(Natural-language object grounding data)
◇ ◇ ◇ ◇ ◇ ◇ ◇
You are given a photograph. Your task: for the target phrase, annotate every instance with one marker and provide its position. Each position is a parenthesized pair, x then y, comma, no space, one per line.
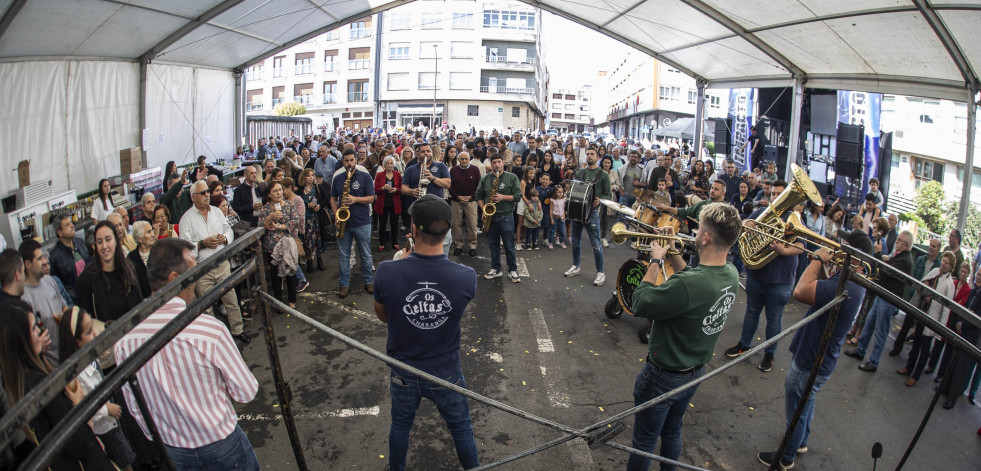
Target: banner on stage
(741,104)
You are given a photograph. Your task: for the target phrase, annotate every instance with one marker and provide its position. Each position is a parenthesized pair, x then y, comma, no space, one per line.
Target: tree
(290,108)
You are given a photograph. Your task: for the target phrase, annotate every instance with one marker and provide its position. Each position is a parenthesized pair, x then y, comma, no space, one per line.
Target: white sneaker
(600,279)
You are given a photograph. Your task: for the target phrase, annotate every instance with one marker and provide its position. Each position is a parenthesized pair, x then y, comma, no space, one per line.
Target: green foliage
(290,108)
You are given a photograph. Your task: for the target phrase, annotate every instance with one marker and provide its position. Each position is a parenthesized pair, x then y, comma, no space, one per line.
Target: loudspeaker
(723,136)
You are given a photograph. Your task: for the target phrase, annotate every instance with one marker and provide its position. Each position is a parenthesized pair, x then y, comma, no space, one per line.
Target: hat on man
(429,212)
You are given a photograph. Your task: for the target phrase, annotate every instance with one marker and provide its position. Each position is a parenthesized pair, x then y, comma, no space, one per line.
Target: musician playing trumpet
(689,310)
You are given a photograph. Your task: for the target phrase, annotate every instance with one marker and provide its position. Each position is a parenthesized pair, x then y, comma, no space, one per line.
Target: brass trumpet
(619,235)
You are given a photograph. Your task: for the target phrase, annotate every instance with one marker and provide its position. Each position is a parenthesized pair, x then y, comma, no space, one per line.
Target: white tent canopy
(72,69)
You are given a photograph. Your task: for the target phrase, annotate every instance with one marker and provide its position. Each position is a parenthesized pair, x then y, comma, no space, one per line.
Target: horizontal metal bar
(58,437)
(53,384)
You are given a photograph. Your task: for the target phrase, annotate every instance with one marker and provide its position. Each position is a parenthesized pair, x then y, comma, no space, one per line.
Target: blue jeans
(793,389)
(663,419)
(881,317)
(407,392)
(363,237)
(502,228)
(233,452)
(592,230)
(626,200)
(773,298)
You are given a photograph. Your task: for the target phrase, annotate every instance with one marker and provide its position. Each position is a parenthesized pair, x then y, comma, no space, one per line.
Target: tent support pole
(793,143)
(972,119)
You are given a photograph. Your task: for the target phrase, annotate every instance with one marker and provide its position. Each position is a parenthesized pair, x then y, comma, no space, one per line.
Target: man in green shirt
(689,310)
(502,222)
(601,190)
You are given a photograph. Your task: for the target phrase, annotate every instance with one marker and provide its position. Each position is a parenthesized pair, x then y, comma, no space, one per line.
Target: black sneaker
(736,351)
(767,363)
(768,457)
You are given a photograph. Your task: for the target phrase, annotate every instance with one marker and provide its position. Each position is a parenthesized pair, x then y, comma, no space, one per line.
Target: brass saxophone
(343,213)
(490,208)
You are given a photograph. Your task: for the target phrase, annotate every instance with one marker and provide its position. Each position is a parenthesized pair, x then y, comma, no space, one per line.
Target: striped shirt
(190,383)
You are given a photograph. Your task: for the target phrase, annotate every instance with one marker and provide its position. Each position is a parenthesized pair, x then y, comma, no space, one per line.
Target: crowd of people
(417,198)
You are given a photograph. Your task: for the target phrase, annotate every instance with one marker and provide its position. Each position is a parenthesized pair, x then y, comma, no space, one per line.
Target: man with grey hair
(207,228)
(464,179)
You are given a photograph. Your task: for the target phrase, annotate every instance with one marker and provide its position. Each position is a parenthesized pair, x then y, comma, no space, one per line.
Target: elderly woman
(145,237)
(281,222)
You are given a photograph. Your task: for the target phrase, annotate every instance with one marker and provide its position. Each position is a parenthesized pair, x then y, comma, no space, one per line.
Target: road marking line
(342,413)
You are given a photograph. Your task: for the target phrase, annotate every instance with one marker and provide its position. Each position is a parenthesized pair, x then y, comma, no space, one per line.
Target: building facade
(642,94)
(466,64)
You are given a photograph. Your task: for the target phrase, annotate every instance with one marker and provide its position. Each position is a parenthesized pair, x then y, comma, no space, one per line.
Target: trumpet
(619,235)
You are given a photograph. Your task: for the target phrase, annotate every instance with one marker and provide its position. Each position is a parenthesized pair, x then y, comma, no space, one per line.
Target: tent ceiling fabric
(881,45)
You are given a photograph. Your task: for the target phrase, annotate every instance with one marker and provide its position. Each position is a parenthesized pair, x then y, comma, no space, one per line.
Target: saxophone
(490,208)
(343,213)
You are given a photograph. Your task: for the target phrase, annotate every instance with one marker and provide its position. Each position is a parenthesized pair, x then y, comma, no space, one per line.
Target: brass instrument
(490,209)
(619,235)
(754,245)
(343,213)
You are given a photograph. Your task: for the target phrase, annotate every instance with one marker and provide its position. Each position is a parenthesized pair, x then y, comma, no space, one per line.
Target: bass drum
(580,201)
(630,275)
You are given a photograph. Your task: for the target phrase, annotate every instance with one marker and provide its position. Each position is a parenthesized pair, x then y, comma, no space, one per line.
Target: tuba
(754,245)
(343,213)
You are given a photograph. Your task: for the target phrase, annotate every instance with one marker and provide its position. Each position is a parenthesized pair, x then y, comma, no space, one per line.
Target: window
(399,21)
(357,90)
(460,80)
(398,51)
(304,63)
(427,49)
(432,20)
(461,50)
(427,80)
(398,81)
(360,29)
(463,20)
(330,92)
(330,60)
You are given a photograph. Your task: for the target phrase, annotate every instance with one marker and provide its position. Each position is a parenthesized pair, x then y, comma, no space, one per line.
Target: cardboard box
(24,173)
(130,160)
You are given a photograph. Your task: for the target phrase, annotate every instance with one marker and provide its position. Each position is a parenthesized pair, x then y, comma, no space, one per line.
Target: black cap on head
(431,215)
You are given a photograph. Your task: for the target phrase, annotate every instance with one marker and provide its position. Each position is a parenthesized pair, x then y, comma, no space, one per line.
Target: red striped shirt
(189,385)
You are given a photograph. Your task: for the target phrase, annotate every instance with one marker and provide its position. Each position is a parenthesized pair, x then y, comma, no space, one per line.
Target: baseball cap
(427,212)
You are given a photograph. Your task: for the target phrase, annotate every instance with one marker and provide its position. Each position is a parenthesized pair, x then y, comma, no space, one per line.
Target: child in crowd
(558,218)
(533,220)
(545,191)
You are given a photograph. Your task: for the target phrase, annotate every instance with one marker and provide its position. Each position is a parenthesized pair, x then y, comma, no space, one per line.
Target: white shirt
(194,229)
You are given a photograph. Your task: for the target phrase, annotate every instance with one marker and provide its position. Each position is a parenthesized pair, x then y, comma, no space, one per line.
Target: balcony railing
(507,90)
(358,64)
(504,60)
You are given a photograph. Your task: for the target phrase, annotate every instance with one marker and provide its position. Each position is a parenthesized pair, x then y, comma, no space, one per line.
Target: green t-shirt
(689,310)
(508,185)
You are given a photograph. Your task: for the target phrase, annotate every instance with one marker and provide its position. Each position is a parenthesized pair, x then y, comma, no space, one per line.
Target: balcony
(507,90)
(358,64)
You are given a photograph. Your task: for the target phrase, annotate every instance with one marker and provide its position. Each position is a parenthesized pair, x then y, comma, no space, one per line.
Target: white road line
(342,413)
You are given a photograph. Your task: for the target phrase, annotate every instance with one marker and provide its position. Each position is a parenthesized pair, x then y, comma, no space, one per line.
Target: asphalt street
(545,346)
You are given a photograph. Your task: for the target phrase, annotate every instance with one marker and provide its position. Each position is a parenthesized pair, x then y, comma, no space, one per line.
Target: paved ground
(545,346)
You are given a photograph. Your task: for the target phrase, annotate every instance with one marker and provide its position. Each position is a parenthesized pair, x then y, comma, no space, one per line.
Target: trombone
(619,235)
(794,229)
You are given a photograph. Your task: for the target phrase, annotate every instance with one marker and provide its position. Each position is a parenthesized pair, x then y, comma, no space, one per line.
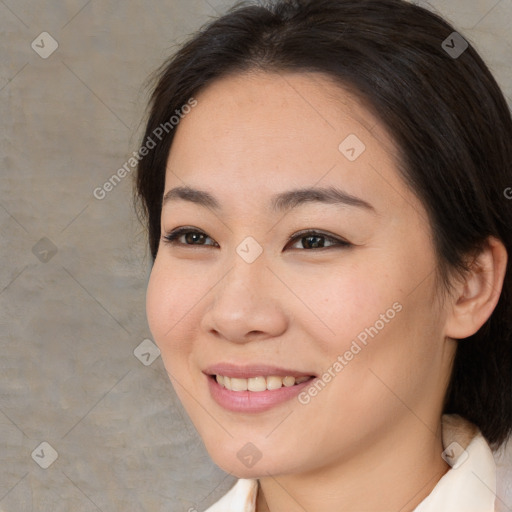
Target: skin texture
(370,440)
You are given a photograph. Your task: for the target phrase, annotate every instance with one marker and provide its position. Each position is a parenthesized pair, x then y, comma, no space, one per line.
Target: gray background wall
(74,268)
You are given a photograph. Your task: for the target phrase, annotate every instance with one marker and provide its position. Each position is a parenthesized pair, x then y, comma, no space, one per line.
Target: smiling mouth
(258,384)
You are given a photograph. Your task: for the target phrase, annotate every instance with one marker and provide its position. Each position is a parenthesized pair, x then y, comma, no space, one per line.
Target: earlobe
(478,293)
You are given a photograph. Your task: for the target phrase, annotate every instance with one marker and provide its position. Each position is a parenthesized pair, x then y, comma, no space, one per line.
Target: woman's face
(337,284)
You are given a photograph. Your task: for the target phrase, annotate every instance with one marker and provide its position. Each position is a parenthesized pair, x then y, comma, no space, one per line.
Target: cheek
(171,299)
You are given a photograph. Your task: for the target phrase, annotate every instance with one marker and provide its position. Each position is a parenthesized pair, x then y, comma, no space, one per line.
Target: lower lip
(253,401)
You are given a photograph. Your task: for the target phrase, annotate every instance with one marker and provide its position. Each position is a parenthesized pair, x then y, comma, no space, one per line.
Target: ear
(476,296)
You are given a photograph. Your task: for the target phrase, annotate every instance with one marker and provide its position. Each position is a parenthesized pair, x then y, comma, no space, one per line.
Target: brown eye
(190,237)
(316,240)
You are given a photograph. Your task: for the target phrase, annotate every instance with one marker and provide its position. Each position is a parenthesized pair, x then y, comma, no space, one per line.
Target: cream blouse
(469,486)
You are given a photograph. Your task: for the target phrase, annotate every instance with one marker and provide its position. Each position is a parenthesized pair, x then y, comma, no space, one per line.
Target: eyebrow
(283,201)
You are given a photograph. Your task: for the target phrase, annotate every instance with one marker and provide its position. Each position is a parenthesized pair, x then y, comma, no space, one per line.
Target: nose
(246,304)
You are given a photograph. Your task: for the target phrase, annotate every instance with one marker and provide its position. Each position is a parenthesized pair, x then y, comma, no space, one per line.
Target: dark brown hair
(445,111)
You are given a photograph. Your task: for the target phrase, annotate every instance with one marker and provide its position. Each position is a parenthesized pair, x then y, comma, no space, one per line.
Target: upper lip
(252,370)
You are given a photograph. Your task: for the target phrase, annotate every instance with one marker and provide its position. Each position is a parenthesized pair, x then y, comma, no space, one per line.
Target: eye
(316,240)
(190,235)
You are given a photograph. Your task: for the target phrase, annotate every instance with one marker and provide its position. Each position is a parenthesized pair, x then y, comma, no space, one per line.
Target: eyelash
(172,237)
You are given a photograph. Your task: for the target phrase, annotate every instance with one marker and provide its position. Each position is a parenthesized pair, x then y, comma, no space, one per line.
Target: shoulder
(240,498)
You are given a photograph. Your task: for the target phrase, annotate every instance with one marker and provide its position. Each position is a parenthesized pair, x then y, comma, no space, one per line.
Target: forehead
(263,132)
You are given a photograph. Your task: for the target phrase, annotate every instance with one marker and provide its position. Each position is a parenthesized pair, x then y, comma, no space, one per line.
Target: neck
(395,473)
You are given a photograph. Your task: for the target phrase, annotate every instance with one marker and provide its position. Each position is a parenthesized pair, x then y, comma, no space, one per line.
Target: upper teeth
(258,383)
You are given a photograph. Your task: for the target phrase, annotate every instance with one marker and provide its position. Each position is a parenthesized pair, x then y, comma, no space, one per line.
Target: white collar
(469,486)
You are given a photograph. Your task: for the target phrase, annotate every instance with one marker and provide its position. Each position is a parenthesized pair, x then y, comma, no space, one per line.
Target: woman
(325,193)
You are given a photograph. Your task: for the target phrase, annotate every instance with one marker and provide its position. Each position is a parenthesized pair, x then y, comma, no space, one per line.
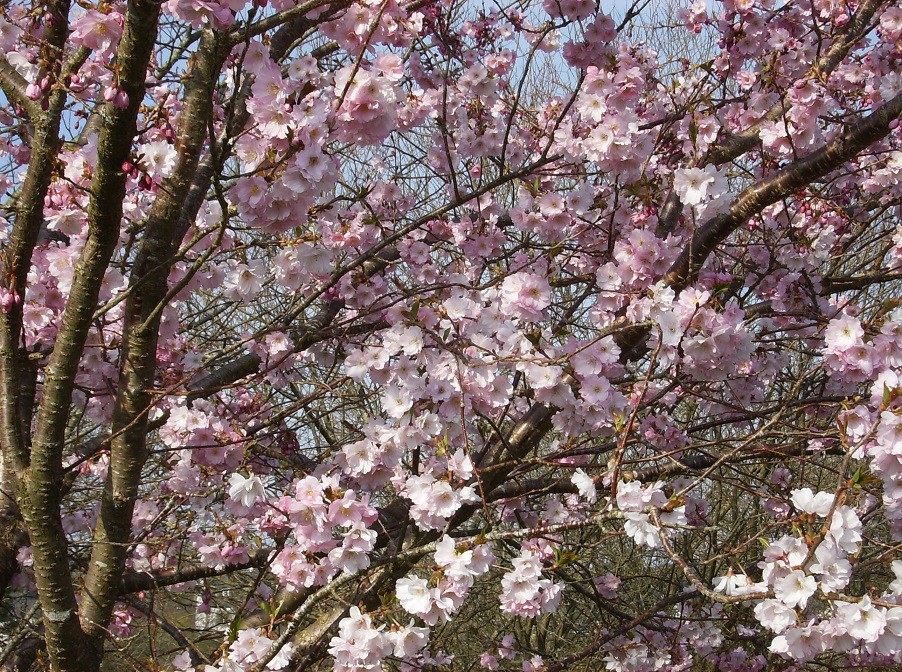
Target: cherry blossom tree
(356,335)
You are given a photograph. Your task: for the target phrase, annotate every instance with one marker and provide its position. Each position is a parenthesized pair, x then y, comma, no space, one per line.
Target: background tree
(439,335)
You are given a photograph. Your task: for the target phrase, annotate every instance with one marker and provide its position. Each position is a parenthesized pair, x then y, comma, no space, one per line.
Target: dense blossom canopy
(356,335)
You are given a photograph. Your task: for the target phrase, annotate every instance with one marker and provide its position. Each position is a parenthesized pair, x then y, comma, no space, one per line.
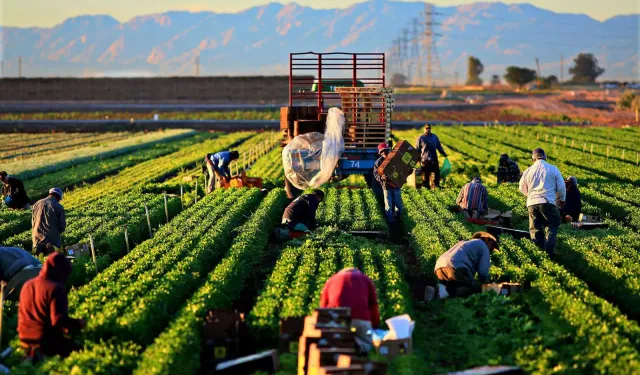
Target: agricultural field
(156,276)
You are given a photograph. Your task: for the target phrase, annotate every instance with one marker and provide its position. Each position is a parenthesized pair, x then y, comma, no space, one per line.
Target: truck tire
(292,191)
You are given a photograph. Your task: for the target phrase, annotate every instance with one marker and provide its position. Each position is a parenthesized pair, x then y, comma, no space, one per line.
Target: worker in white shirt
(542,183)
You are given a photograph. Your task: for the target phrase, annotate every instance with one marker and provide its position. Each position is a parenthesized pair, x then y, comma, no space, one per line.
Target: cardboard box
(326,337)
(80,250)
(400,163)
(490,370)
(263,362)
(415,179)
(319,356)
(370,367)
(504,289)
(589,219)
(393,348)
(290,331)
(225,336)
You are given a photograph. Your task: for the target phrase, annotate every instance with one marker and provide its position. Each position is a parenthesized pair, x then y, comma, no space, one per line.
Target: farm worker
(17,267)
(300,215)
(508,170)
(456,268)
(48,222)
(473,199)
(15,197)
(218,167)
(573,203)
(390,192)
(428,143)
(43,317)
(353,289)
(542,183)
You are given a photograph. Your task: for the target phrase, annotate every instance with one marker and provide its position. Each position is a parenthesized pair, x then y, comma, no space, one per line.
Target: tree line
(585,69)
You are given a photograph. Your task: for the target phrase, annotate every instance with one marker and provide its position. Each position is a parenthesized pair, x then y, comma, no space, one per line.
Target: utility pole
(416,58)
(428,42)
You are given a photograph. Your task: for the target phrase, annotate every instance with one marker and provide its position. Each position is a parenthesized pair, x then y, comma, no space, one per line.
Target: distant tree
(586,68)
(547,82)
(474,69)
(398,80)
(519,76)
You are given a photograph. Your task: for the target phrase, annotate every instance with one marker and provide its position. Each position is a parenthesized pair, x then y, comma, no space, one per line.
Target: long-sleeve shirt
(48,222)
(428,145)
(472,255)
(13,260)
(541,183)
(378,177)
(302,210)
(43,309)
(351,288)
(221,161)
(14,188)
(474,196)
(509,172)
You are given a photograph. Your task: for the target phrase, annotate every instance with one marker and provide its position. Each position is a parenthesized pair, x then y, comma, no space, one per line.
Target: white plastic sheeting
(309,159)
◇ ◇ ◇ ◇ ◇ ◇ ◇
### What to work on
Nothing but the lines from the one with "Target: long-sleeve shirt" through the last line of the records above should be retyped, and those word for word.

### Answer box
Target: long-sleeve shirt
(48,222)
(428,145)
(472,255)
(13,260)
(541,183)
(378,177)
(302,210)
(43,309)
(351,288)
(221,161)
(14,188)
(474,196)
(509,172)
You are given a photograph. Your task: for the target phrase, annotate every instance with one marker and provide its position. Each position is a parenthesized pair, x then y, comma, no space, one per line.
Target: white plastic sheeting
(309,159)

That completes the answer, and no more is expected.